I have been “holding off” on writing this blog, partly for fear of sounding like Chicken Little (“The sky is falling”, “TV rots your brains”, “Video games are evil”) and partly for fear of sounding like an old fogie (“Things were better when we played dominoes by candlelight”).
But I cannot hold my tongue any longer. Just today I received notice about a major study that came out this spring – a meta-analysis of 130 research studies with over 130,000 youth studied. The finding?
Violent video games make youth (both male and female) more likely to engage in personal aggression themselves. Surprise, surprise. Do you mean to tell me that watching and participating in repeated fantasy action of shooting, stabbing, hitting, and murdering others — done for hours and hours, over days, weeks, months and years — actually impacts a person’s behavior? I’m shocked.
Let’s look at some of the other negative characteristics typical of most video game playing:
Video games are primarily self-focused.
I know you can play games with others (either in person or on-line), but who really plays video games for the purpose of serving others? (Except the occasional parent who dislikes them.) It’s true, they can be a form of entertainment — used for relaxing and leisure time, for chilling. But how many of you have noticed that your children (or husband) become more self-focused, agitated, irritable and less willing to do their responsibilities after they have played for two or three hours? It is about them and what they are doing — how dare you interrupt their game and ask them to study, mow the lawn or clear the table?
Video games and the skills they build have virtually no transferability to real life. How many jobs are there that require superfast hand/eye coordination and decision-making? I used to say there were no careers for which video games prepared you for. I was corrected during a lecture — these skills are useful in the military for those who pilot drones and bombs to their destinations. I stand corrected. Now how many of those jobs are there? And how many people grow up with that career dream? That leaves about 75+ million American youth and young adults under 30.
Video games steal time and mental energy from tasks that could be truly productive and/or skill building. In business, this is known as “opportunity cost” — you only have so much time and energy. And if you spend that time and energy on Halo or World of Warcraft, then that time and energy can’t be spent on physical exercise, studying, learning to play an instrument, or working a part-time job. We are literally wasting hundreds of millions of hours of potentially productive time with our youth and young adults.
Video games create a false sense of competency. I am convinced that one of the draws of video games — especially for those students who struggle in school — is that it gives them a sense of competency. They are able to beat an adversary, win at a certain level of difficulty, or obtain virtual rewards and treasures. The problem is — the competency isn’t real; what good does it do them away from the virtual world? One time I had a significantly overweight 10 year old boy tell me he was really good at tennis. After further inquiry, I found out he was good at tennis on the Wii, but he actually believed he was good at playing tennis. We need to help our children build self-confidence but through tasks which they will use in real life.
★ ★ ★
Answer from the blog post on video games:
1. How many research studies did the meta-analysis combine?
2. In what field were the author's critics at a lecture able to point to a use for video game skills?
3. On what was the 10-year-old boy actually good at tennis?
The data that follow have no part in this exercise.

* **Entries**
★ ★ ★
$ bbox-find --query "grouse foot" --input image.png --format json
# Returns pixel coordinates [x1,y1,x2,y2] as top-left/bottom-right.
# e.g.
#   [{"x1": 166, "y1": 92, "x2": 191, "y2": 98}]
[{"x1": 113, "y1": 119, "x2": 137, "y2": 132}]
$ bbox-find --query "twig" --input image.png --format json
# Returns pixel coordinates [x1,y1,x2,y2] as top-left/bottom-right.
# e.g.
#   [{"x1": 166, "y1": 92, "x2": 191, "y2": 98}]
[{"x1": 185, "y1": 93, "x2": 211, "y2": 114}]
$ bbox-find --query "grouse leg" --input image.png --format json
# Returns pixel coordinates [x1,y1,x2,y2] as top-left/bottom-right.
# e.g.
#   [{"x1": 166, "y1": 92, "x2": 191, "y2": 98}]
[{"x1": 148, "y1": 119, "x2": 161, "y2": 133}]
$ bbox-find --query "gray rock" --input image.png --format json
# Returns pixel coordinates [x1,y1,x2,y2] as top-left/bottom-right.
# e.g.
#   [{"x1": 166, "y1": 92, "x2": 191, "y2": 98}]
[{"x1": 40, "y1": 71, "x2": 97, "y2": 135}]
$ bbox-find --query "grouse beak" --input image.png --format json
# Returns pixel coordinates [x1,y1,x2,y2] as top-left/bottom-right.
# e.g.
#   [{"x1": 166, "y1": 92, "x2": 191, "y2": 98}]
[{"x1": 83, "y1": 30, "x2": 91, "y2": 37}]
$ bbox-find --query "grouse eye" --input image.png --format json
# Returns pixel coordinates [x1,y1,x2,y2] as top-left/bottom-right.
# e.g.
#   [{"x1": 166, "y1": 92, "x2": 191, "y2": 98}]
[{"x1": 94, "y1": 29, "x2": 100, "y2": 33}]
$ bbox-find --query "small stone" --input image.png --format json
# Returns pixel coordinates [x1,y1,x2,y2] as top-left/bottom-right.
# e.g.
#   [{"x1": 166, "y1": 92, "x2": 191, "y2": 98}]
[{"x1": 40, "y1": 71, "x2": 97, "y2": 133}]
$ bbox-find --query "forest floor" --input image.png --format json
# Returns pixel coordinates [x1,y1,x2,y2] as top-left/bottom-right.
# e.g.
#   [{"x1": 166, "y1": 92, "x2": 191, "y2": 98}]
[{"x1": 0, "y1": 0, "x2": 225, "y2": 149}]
★ ★ ★
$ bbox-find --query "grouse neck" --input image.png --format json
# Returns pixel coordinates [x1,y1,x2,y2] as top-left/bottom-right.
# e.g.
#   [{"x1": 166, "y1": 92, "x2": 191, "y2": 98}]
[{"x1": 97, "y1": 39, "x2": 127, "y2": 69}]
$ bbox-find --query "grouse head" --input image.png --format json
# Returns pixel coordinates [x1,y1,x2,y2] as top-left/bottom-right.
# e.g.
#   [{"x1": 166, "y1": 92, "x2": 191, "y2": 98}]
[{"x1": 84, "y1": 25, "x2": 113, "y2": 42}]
★ ★ ★
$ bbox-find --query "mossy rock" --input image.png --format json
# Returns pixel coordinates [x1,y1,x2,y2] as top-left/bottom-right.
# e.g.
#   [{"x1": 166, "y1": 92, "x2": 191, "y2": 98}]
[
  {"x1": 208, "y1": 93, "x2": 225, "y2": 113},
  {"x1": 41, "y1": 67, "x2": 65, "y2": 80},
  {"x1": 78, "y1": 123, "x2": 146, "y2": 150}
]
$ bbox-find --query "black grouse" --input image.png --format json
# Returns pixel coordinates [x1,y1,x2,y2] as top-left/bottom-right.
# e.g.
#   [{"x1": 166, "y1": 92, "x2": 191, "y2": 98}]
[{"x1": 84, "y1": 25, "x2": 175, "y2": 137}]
★ ★ ★
* **Solution to this problem**
1. 130 research studies.
2. The military, for those who pilot drones and bombs to their destinations.
3. On the Wii.